#### [Provided data]
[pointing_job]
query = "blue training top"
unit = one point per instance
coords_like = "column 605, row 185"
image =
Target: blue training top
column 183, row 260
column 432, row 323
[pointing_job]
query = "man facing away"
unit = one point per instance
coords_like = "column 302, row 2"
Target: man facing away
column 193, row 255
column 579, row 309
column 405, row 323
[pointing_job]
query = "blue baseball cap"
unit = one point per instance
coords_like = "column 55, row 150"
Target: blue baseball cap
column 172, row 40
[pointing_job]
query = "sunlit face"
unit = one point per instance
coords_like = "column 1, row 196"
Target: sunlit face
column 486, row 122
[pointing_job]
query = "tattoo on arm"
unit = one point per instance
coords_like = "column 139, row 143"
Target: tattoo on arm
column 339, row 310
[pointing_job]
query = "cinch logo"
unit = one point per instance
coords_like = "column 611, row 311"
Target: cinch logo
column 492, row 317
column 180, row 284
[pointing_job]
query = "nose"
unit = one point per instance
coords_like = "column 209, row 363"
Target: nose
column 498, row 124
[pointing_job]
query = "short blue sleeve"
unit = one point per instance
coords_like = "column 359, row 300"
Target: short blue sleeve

#### [What needs to be done]
Transcribe each record exactly as it is written above.

#### [Problem solution]
[pointing_job]
query = "blue training top"
unit = one point per instance
coords_like = "column 605, row 185"
image =
Target: blue training top
column 183, row 260
column 432, row 323
[pointing_job]
query = "man facing away"
unit = one point per instance
coords_like = "column 302, row 2"
Target: man facing away
column 193, row 255
column 579, row 309
column 405, row 323
[pointing_job]
query = "blue baseball cap"
unit = one point per instance
coords_like = "column 55, row 150"
Target: blue baseball cap
column 172, row 40
[pointing_job]
query = "sunlit face"
unit = one point per instance
coords_like = "column 1, row 196"
Target: sunlit face
column 486, row 122
[pointing_job]
query = "tattoo on arm"
unit = one point per instance
coords_like = "column 139, row 143"
Target: tattoo on arm
column 339, row 310
[pointing_job]
query = "cinch logo"
unit = one point per instance
coords_like = "column 611, row 311"
Target: cinch logo
column 492, row 317
column 180, row 284
[pointing_job]
query = "nose"
unit = one point per instance
coords_like = "column 209, row 363"
Target: nose
column 498, row 124
[pointing_job]
query = "short blue sleeve"
unit = one point per instance
coords_like = "column 359, row 300"
Target: short blue sleeve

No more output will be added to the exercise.